━━━ Source passage ━━━
Synonyms and Homophones
- Two words with the same semantic features (meaning) but which sound
different are called SYNONYMS (e.g. "sofa"/"couch").
- Two words that sound (or are spelled) the same but which have different
semantic features (meanings) are called HOMONYMS or HOMOPHONES (e.g. "bear"/"bare").
- One word with multiple related meanings is called POLYSEMOUS.
- In practice it can be difficult to distinguish homophony from polysemy.
- Homonyms are one source of AMBIGUITY. One sentence can be understood in different
ways if the meaning of one of the words changes.
- "He hit the bat with the ball."
bat1 -- the flying animal
bat2 -- baseball bat
- "She cannot bear children."
bear1 -- give birth to
bear2 -- tolerate
- Polysemous words can also lead to ambiguity:
marry1 -- to take as a spouse
marry2 -- declare to be marry1-ed
- Jane marry1-ed Bill.
- Jane and Bill marry1-ed.
- Lanny marry2-ed Jane and Bill.
- Lanny marry2-ed Jane.
- So "X married Y" is ambiguous between marry1 and marry2.
- Consider the following sentences:
John sold the house to Bill.
John sold the house.
Bill bought the house from John.
Bill bought the house.
- Now consider the analogous sentences for renting instead of buying, with
John and Bill playing the analogous roles again:
John rented the house to Bill.
John rented the house.
Bill rented the house from John.
Bill rented the house.
- Thus, "X rented the house" is ambigous in a way which "buy"/"sell" are not.
- Synonyms are different words with the same (or similar) meaning.
- Some people claim that there are no perfect synonyms, by which they mean words
X and Y such that every sentence with X can be changed to a sentence with Y without
changing the meaning. But this is too strong a requirement, because it requires
ALL meanings of X and Y to be the same, and ALL grammatical properties of X and Y to
be the same.
Antonyms
- ANTONYMS are NOT words with totally different meanings. Rather they are words
which are different along ONE DIMENSION.
- For example, "bachelor" is ADULT UNMARRIED HUMAN MALE.
- The antonym of "bachelor" is NOT a NONADULT MARRIED NONHUMAN FEMALE.
- One possibility for an antonym for "bacholor" is "husband", changing only
the UNMARRIED feature.
- Another possibility would be to change the MALE to FEMALE, giving "spinster".
- Changing ADULT or HUMAN do not seem to yield antonyms, leading us to
speculate that the features might be more or less SALIENT.
- There are several kinds of antonyms:
- Complementary pairs (X, not X)
dead/alive, awake/asleep
- Gradable pairs (opposite sides of a scale)
hot/cold, big/small
Such pairs seem to be approximately samne magnitude from the middle, warm/cool.
Usually one end of the scale is less marked--
How tall is he? (no implication)
How short is he? (implies that he IS short)
- Relational opposites (opposite roles in a relation)
teacher/pupil, employer/employee, buy/sell
Names
- Naming is not only a linguistic function, many other factors are involved.
- There are very few real constraints on names.
━━━ Material shown ━━━
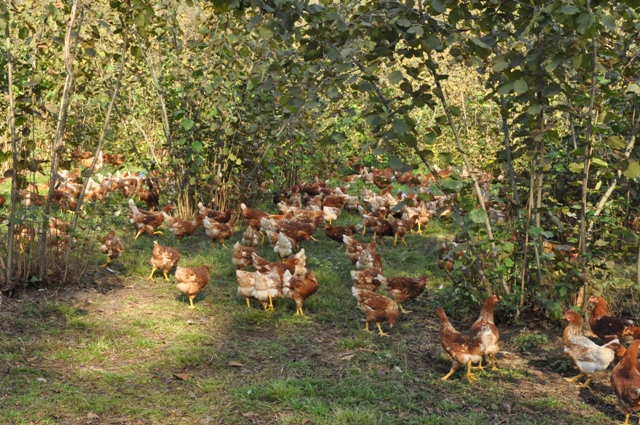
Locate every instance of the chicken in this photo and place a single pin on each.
(485, 331)
(146, 221)
(216, 231)
(266, 288)
(181, 228)
(606, 327)
(246, 284)
(369, 258)
(403, 289)
(368, 279)
(285, 246)
(377, 308)
(251, 237)
(401, 227)
(337, 233)
(354, 248)
(163, 258)
(462, 349)
(112, 246)
(241, 255)
(586, 355)
(191, 280)
(299, 288)
(625, 380)
(221, 217)
(295, 265)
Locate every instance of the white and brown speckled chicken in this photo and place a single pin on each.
(299, 288)
(241, 256)
(163, 258)
(191, 280)
(112, 246)
(251, 237)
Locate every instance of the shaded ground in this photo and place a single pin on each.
(125, 350)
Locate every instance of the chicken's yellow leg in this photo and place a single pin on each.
(403, 310)
(470, 376)
(451, 372)
(586, 383)
(493, 363)
(380, 329)
(574, 378)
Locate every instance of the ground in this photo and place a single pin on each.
(121, 349)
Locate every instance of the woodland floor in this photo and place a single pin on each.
(121, 349)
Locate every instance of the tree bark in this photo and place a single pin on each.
(60, 129)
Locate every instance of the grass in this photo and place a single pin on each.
(122, 349)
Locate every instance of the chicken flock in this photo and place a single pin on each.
(303, 209)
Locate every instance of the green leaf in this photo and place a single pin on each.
(500, 65)
(438, 6)
(534, 109)
(480, 43)
(633, 88)
(598, 162)
(616, 142)
(632, 171)
(505, 88)
(416, 29)
(520, 86)
(584, 21)
(478, 216)
(396, 77)
(400, 127)
(430, 138)
(569, 9)
(576, 168)
(609, 22)
(186, 124)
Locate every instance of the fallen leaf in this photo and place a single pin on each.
(250, 415)
(182, 376)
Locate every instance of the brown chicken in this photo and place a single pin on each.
(112, 246)
(299, 288)
(191, 280)
(163, 258)
(485, 331)
(401, 227)
(368, 279)
(251, 237)
(181, 228)
(147, 221)
(606, 327)
(463, 349)
(296, 265)
(241, 256)
(354, 248)
(217, 231)
(625, 381)
(588, 357)
(403, 289)
(377, 308)
(337, 233)
(369, 258)
(246, 284)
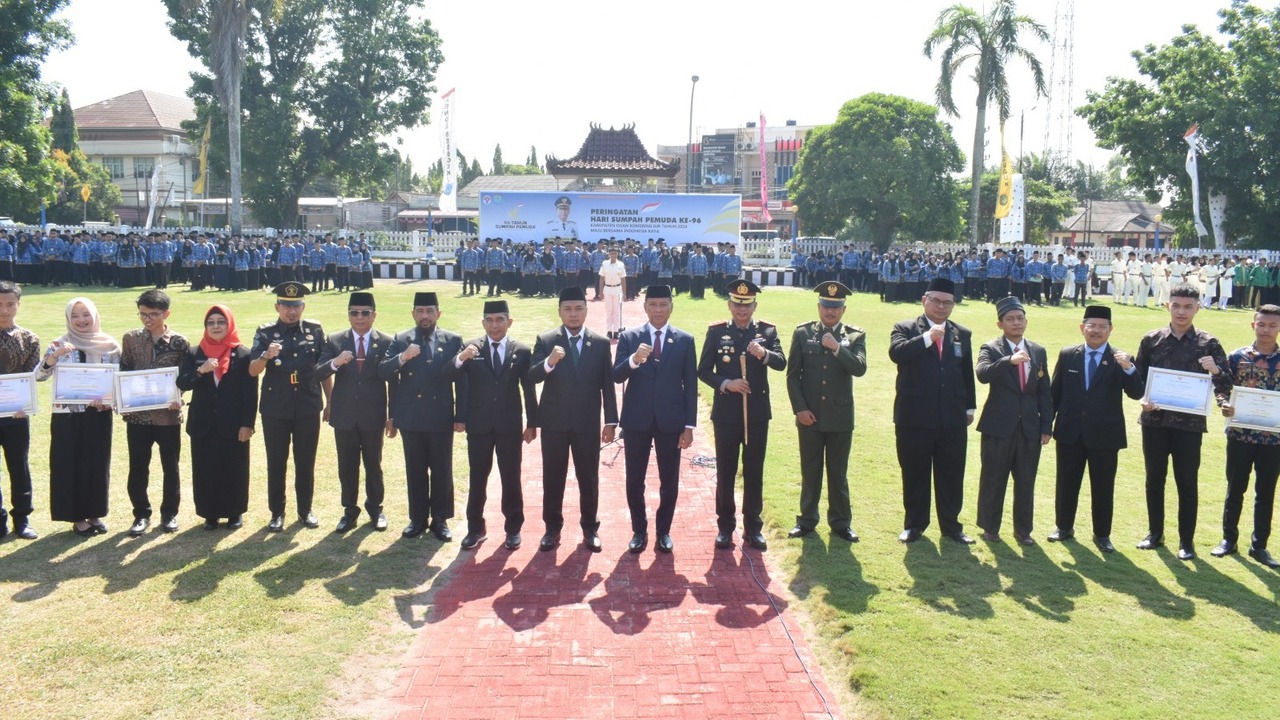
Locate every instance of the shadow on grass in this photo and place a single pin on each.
(1038, 583)
(1201, 579)
(835, 568)
(631, 592)
(1119, 574)
(950, 578)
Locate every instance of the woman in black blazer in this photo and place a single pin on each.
(220, 420)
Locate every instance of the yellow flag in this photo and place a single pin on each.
(1005, 196)
(199, 186)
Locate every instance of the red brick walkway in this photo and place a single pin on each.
(572, 634)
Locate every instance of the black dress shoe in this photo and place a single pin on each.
(845, 534)
(1262, 556)
(1224, 548)
(1151, 542)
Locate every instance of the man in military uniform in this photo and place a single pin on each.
(287, 351)
(740, 411)
(822, 363)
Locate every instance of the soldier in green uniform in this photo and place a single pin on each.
(824, 358)
(740, 411)
(286, 354)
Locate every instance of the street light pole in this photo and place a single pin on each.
(689, 146)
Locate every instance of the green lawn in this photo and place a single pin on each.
(305, 624)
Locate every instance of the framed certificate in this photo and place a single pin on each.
(76, 383)
(146, 390)
(17, 393)
(1255, 409)
(1180, 392)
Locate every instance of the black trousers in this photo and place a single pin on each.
(636, 449)
(1072, 460)
(937, 452)
(278, 433)
(355, 446)
(824, 451)
(728, 442)
(480, 452)
(168, 440)
(585, 449)
(16, 442)
(1243, 459)
(429, 475)
(1160, 446)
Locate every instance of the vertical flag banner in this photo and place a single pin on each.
(199, 186)
(1192, 139)
(449, 185)
(764, 177)
(1005, 195)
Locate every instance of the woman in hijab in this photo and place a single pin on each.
(220, 419)
(80, 445)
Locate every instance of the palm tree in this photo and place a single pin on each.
(991, 41)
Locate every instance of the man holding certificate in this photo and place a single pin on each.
(1252, 449)
(1175, 431)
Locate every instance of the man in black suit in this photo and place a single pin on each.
(574, 365)
(1015, 422)
(932, 411)
(741, 409)
(659, 410)
(428, 409)
(357, 409)
(1088, 386)
(497, 377)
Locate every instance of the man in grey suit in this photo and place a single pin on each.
(1015, 422)
(1088, 386)
(497, 378)
(574, 365)
(356, 408)
(428, 409)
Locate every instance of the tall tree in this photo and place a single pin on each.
(991, 41)
(886, 163)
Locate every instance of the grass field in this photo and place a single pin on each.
(305, 624)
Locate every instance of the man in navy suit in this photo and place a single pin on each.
(659, 410)
(497, 378)
(1089, 383)
(428, 409)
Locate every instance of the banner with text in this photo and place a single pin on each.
(592, 217)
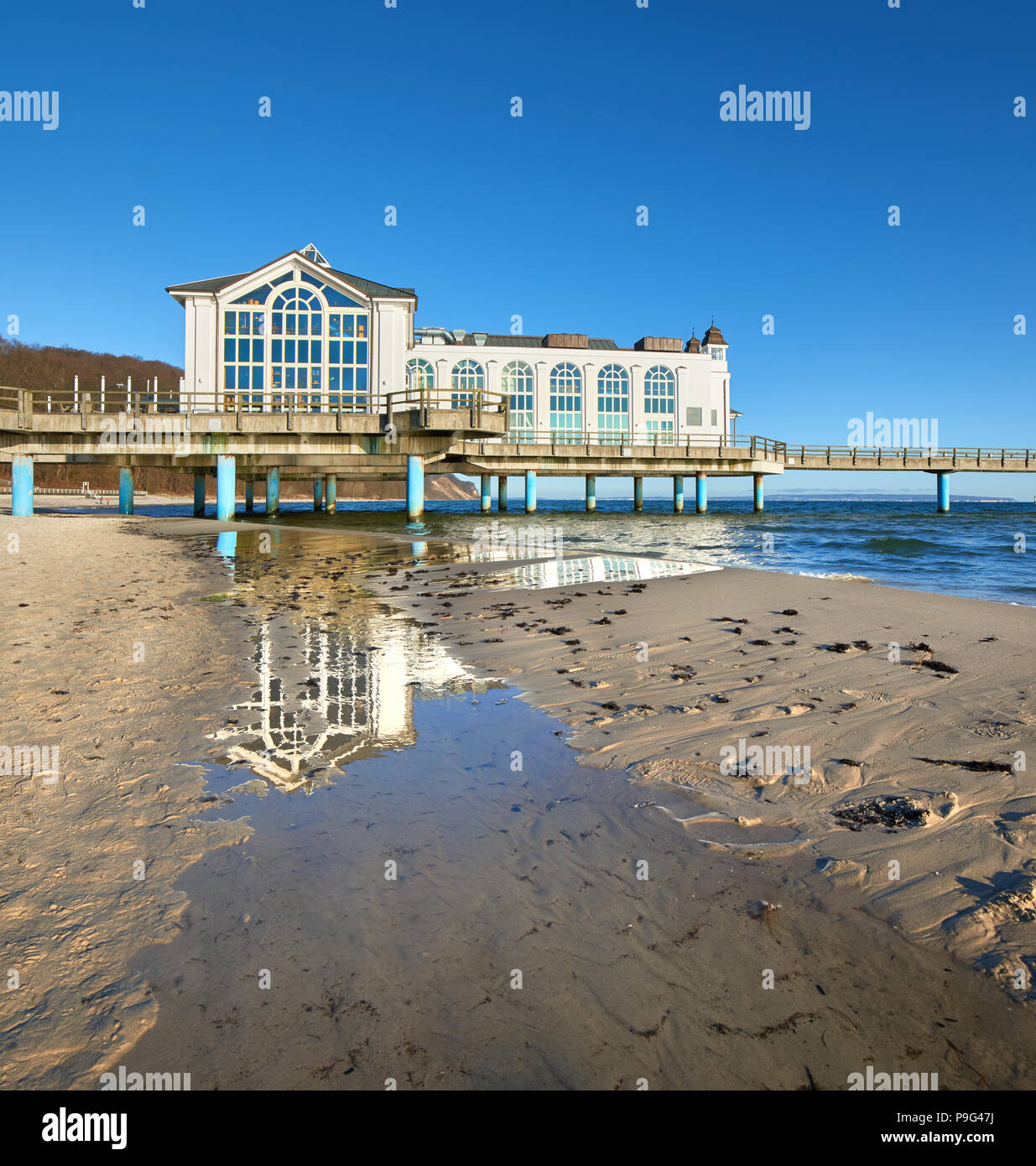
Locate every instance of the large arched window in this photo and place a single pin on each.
(299, 343)
(468, 379)
(612, 403)
(566, 403)
(419, 374)
(659, 399)
(517, 380)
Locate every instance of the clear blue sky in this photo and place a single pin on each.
(536, 215)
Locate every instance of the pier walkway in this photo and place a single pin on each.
(402, 436)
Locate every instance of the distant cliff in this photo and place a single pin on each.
(49, 368)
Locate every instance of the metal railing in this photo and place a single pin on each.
(113, 401)
(668, 439)
(886, 455)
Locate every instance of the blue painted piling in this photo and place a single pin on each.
(21, 484)
(125, 490)
(943, 491)
(226, 484)
(414, 487)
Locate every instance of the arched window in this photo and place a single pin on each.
(468, 378)
(517, 380)
(566, 403)
(289, 344)
(612, 403)
(419, 374)
(659, 399)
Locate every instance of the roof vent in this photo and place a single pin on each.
(312, 253)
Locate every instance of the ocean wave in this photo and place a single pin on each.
(889, 544)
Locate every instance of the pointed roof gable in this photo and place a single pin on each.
(369, 289)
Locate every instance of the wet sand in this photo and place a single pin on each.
(505, 870)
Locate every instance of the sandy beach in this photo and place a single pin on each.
(674, 917)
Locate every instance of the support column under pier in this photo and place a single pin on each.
(414, 487)
(943, 491)
(125, 490)
(226, 487)
(21, 485)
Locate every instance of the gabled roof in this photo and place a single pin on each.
(367, 287)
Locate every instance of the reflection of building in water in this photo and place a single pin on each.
(339, 695)
(594, 570)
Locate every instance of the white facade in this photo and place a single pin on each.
(299, 334)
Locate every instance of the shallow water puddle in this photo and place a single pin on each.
(591, 570)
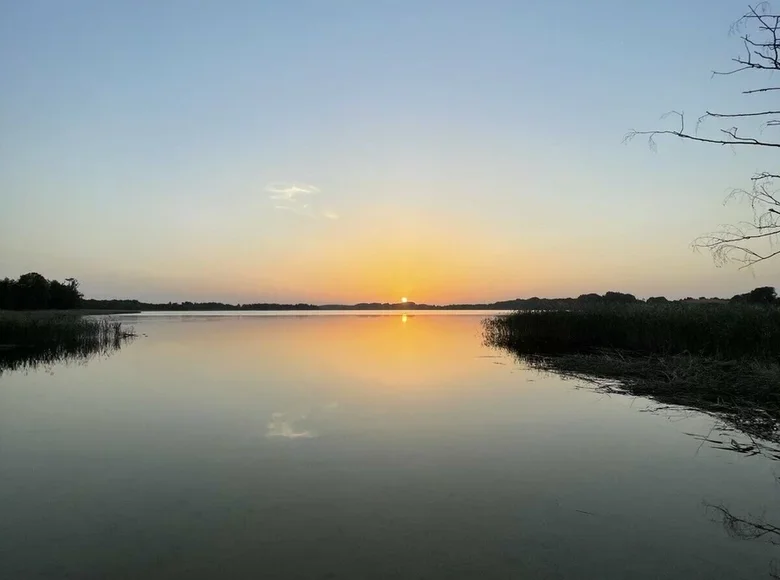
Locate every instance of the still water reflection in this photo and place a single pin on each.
(354, 447)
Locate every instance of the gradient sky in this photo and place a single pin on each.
(345, 151)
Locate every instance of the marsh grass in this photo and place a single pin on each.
(30, 339)
(720, 331)
(721, 360)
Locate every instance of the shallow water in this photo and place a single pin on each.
(302, 446)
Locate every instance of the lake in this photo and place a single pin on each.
(357, 446)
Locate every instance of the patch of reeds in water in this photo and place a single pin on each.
(31, 339)
(723, 360)
(721, 331)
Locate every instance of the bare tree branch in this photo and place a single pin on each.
(748, 242)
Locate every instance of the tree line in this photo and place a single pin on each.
(32, 291)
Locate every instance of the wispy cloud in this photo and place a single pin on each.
(299, 198)
(281, 425)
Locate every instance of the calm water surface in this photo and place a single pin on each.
(355, 447)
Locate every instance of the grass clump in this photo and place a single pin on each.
(28, 339)
(719, 359)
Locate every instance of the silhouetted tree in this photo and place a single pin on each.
(619, 298)
(64, 296)
(751, 241)
(657, 300)
(762, 295)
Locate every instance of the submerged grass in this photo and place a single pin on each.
(723, 360)
(28, 339)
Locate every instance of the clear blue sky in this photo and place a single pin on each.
(354, 150)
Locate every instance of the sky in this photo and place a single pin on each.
(344, 150)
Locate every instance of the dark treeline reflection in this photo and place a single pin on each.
(46, 342)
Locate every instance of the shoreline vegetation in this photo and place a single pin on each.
(29, 339)
(721, 360)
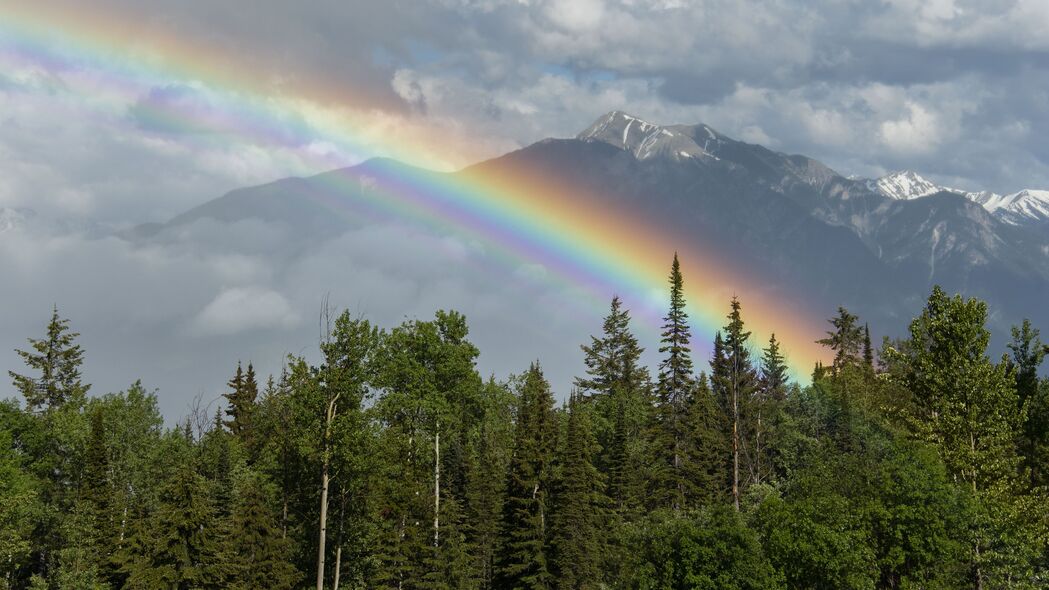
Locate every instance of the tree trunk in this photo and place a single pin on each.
(338, 567)
(324, 485)
(436, 486)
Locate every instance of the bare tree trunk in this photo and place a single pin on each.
(338, 566)
(735, 429)
(324, 485)
(338, 550)
(436, 486)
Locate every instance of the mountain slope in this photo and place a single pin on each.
(811, 234)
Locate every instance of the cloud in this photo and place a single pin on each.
(955, 89)
(242, 309)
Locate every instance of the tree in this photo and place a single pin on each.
(1028, 352)
(868, 350)
(706, 449)
(523, 554)
(579, 507)
(57, 360)
(774, 373)
(735, 385)
(709, 549)
(341, 384)
(255, 552)
(619, 388)
(968, 407)
(177, 545)
(20, 507)
(846, 340)
(675, 385)
(242, 399)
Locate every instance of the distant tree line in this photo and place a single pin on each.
(392, 463)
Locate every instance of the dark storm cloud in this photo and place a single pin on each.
(956, 89)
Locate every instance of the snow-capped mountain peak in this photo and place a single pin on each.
(1028, 206)
(903, 185)
(642, 139)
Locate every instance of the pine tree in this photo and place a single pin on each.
(735, 385)
(242, 399)
(675, 385)
(177, 545)
(1028, 352)
(846, 340)
(522, 561)
(619, 387)
(255, 552)
(57, 360)
(707, 448)
(579, 507)
(774, 377)
(488, 456)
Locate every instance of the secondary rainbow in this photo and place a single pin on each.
(577, 236)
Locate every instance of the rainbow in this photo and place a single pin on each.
(578, 237)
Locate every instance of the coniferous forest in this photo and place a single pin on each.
(922, 462)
━━━
Tasks to carry out:
1/ In the word-meaning notes, what is a single word with multiple related meanings called?
2/ List every kind of antonym that the word-meaning notes name.

Written answers:
1/ Polysemous.

2/ Complementary pairs, gradable pairs, relational opposites